Collect every line in the records below that contains the string "brown", and copy each one unchanged.

(Records in a dataset)
------------------------------------------------------------
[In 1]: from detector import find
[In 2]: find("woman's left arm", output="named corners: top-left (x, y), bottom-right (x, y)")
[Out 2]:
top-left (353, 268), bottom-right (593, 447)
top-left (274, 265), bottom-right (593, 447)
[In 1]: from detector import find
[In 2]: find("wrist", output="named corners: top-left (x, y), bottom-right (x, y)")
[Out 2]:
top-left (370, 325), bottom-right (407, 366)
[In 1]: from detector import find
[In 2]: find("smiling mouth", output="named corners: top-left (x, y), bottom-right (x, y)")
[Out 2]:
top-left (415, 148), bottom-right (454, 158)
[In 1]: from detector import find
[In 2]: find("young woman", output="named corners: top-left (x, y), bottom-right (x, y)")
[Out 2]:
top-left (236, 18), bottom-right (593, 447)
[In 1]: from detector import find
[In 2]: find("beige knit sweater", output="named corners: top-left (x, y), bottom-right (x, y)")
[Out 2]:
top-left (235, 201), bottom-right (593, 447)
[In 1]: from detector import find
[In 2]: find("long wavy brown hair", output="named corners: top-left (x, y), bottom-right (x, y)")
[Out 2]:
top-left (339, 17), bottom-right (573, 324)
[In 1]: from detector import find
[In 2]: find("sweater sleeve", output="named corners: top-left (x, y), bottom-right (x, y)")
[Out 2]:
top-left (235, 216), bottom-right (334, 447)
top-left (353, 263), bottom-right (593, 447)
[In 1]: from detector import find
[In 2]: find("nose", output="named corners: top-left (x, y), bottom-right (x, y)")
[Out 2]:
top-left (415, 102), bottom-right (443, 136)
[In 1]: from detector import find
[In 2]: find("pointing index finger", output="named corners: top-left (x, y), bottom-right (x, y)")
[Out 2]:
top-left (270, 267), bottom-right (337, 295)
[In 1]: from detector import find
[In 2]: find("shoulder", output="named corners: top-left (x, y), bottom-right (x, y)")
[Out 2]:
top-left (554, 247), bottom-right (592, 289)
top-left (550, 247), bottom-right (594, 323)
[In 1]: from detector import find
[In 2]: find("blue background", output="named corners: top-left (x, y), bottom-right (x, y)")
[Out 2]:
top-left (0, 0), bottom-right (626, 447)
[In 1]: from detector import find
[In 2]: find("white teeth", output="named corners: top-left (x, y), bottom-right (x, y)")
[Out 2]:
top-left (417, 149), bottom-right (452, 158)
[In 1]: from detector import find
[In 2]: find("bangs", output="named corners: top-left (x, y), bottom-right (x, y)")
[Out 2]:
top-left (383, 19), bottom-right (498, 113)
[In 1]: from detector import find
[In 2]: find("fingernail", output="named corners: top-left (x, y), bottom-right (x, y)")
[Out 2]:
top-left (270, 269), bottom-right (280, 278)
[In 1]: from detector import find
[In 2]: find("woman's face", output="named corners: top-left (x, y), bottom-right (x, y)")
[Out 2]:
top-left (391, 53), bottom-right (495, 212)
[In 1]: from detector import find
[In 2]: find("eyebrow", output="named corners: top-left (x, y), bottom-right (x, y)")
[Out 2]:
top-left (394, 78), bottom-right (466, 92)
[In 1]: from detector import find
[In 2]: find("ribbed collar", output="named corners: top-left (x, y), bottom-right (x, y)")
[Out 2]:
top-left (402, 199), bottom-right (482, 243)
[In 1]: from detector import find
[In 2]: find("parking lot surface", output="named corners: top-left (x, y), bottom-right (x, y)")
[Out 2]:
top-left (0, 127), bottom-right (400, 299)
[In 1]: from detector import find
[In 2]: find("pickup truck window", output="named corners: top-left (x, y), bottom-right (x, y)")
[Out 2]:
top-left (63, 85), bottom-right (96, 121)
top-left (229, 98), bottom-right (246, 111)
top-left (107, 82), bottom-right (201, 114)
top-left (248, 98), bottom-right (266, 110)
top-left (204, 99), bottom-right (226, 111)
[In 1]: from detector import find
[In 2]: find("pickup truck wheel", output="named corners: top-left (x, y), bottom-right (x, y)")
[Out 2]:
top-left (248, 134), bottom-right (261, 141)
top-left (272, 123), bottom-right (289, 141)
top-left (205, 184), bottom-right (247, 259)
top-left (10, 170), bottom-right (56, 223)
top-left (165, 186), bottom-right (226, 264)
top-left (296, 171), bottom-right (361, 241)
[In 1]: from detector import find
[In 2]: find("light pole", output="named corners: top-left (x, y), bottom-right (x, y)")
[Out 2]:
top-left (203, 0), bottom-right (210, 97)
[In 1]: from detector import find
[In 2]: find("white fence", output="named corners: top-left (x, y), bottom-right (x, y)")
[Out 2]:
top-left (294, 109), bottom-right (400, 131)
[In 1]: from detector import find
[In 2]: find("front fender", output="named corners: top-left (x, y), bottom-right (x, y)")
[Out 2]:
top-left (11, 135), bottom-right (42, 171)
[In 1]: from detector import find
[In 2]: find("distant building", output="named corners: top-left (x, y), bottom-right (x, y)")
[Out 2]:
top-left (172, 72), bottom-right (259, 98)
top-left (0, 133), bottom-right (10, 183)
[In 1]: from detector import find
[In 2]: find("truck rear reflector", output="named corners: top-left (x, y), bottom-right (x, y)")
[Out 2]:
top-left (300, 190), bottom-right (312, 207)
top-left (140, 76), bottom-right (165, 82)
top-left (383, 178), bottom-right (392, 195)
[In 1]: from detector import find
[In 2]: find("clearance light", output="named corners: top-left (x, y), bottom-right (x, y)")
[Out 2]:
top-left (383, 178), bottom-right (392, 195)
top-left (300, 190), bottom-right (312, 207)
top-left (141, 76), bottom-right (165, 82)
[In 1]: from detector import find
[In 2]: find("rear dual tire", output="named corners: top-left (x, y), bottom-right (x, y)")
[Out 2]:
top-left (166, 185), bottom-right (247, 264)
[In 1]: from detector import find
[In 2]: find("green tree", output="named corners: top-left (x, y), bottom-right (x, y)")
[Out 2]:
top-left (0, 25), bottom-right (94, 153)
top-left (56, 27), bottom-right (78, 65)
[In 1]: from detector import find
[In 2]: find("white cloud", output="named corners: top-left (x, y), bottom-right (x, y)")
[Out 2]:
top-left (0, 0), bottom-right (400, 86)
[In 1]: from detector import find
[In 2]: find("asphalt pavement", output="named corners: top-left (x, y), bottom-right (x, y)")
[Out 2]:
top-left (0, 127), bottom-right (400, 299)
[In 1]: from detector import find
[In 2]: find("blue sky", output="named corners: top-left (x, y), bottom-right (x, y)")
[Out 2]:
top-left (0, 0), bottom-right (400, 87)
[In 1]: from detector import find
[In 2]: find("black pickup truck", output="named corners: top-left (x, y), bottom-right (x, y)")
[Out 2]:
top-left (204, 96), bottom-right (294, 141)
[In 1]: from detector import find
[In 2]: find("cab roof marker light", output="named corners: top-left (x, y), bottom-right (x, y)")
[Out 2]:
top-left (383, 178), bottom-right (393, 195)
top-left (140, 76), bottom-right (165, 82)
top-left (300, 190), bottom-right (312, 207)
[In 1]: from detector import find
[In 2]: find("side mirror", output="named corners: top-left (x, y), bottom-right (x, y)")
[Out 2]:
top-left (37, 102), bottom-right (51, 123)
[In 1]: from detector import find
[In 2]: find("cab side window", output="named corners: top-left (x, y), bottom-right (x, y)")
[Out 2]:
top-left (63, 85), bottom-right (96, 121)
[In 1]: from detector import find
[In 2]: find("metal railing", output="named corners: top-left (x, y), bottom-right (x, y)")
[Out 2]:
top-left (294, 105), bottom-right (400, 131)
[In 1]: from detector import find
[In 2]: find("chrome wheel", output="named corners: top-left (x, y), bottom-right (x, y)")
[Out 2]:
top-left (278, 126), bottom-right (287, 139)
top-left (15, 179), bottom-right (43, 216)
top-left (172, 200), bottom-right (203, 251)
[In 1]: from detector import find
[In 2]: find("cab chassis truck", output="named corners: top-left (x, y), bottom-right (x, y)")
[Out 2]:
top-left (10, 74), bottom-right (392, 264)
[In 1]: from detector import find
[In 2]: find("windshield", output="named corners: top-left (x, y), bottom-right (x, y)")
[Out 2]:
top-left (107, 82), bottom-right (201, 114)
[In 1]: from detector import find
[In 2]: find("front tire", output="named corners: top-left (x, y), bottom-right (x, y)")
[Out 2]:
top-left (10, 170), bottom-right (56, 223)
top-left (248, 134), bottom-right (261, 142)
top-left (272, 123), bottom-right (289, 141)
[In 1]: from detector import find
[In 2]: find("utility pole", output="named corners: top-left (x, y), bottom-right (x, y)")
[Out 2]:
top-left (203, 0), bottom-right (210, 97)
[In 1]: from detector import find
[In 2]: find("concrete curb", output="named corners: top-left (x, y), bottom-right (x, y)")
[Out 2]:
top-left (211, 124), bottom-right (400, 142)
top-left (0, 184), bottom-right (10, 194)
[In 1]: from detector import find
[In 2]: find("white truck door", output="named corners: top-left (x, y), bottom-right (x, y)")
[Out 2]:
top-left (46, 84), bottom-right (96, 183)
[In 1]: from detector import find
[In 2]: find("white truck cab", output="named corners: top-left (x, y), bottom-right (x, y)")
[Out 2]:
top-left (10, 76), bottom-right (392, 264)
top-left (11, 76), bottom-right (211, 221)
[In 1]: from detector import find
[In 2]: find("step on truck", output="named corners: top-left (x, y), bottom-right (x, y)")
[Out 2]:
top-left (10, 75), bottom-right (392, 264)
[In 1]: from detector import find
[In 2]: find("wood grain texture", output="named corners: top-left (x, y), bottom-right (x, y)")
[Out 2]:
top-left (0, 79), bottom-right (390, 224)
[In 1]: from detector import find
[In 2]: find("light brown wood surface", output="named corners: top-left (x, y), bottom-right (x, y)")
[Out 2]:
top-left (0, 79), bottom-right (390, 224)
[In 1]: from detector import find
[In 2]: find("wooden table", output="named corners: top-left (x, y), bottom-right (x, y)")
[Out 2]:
------------------------------------------------------------
_EXERCISE OUTPUT_
[In 2]: find("long wavy brown hair", output="named corners: top-left (x, y), bottom-right (x, y)")
[In 2]: find("light brown wood surface", output="named corners: top-left (x, y), bottom-right (x, y)")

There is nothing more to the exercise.